■ **Passage**:
((

With millions still sheltering from the COVID-19 threat, there never has been a more important time to ensure mobile apps, websites, and web apps are accessible — and a new solution from Evinced hopes to empower developers to achieve that.

What is the scale of the problem?

When it comes to accessibility, the World Health Organization (WHO) says there are more than 1 billion people worldwide living with some form of disability. That statistic alone should reinforce how important it has been that mobile apps and websites are built to be accessible, particularly during the COVID-19 pandemic.

The problem is that perhaps 70% of mobile apps in some key categories have accessibility problems, some of which (such as support for pointing devices) may not be so easy to catch. (A Deque report claims 62% of accessibility practitioners surveyed in March/April 2020 said COVID-19 increased the awareness and impact of accessibility on digital channels.)

Evinced is a free Xcode-compatible debugging tool aimed at enterprise IT developers and designed to help identify accessibility problems within apps, websites, and web apps.

What is Evinced?

Evinced is implemented during the software development process and provides those building the code with alerts at different stages of that process.

“The root cause of accessibility problems is the fact that large parts of the web are not machine readable; instead, they were designed for visual consumption,” Evinced founder and CEO Navin Thadani said in a statement.

“Evinced has developed technology that visually analyzes websites and applications, builds a structural semantic model, and then compares it to the actual code to detect potential accessibility issues. This fundamentally new technology approach enables us to significantly outperform legacy approaches.”

Unlike most code-first checking tools, Evinced uses artificial intelligence to analyze both the inherent code as well as the user interface. In the event a coding problem is identified, the solution is smart enough to suggest ways to resolve it, leaving developers in control.

This short video gives some sense of what it does.

Capital One evidences Evinced

In a case study, Capital One explains how it (like Apple) has prioritized digital accessibility for years.

It found it required a testing solution suitable to meet the challenges of our current world of dynamic, JavaScript-heavy web and mobile apps as well as websites. Existing website accessibilit- checking tools aren’t necessarily good at analyzing apps, which is why Capital One worked with Evinced.

The bank also wanted a solution that could accelerate the journey from development to product release. Capital One claims Evinced helped identify 10 times as many accessibility issues as were found using its previous testing methods — in a fraction of the time (hours, not days). These included keyboard and screen reader issues.

“With the ability to automate testing of code repositories at scale, on demand, and before release we can create a snapshot at any given moment of the accessibility issues in dev and quality assurance environments all over the company,” the case study said.

Evinced recently announced $17 million in Series A funding in a round co-led by BGV and Capital One Ventures.

Why it matters

There are plenty of reasons enterprise developers should prioritize accessibility in their apps. Not only is doing so the right thing to do, but accessible websites gain better SEO rankings, which usually equates to more customer loyalty and revenue. The same logic applies to web and mobile apps. 

There’s also the benefit that accessibility technologies will form part of the foundations for future voice-first and gesture-based computing models as these emerge and evolve across the next few years.

Consider mobile search in Siri, in which local results are presented — even the smallest business needs to ensure it scores as highly as possible when it comes to such searches; accessibility may help with this.

))

■ **Instructions for the task**:
Answer these questions from the article on Evinced:
(a) According to the WHO, how many people worldwide live with some form of disability?
(b) Capital One says Evinced found how many times as many accessibility issues as its previous testing methods?
(c) Who co-led Evinced's $17 million Series A funding round?

■ **Available data**:
((

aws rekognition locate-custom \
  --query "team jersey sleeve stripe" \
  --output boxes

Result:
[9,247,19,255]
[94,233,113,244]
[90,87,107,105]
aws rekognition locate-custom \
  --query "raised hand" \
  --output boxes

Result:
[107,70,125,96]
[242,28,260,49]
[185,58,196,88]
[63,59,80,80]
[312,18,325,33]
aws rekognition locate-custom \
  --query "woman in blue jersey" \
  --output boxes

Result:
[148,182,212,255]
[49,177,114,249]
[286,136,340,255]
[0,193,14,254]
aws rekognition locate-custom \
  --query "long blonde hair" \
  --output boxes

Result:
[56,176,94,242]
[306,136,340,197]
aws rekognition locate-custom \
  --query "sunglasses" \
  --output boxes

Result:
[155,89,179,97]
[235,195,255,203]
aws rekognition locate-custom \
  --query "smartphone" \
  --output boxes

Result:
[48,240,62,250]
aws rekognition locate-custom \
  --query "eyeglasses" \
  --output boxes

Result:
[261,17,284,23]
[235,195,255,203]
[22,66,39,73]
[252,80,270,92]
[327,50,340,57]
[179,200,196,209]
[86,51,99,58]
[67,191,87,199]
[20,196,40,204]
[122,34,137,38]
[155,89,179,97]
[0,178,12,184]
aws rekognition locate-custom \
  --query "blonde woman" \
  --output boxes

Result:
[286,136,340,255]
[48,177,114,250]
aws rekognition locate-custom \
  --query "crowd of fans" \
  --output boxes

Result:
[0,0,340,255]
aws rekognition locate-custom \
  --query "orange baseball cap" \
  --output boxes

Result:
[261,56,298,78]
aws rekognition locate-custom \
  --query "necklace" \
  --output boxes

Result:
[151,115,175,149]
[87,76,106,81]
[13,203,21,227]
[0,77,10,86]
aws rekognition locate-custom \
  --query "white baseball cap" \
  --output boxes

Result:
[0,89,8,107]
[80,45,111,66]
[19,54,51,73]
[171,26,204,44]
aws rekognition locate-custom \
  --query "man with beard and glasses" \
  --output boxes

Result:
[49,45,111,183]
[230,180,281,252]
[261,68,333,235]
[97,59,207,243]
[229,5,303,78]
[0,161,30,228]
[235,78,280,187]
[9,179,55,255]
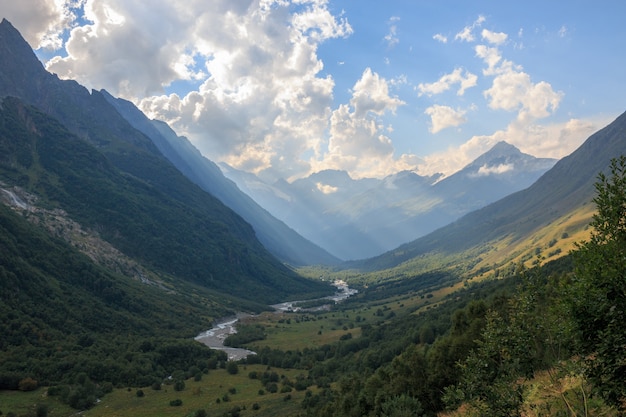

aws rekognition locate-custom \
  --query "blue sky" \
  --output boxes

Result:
[0,0,626,181]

))

■ **Exercise result**:
(a) More than 1 billion people.
(b) 10 times as many.
(c) BGV and Capital One Ventures.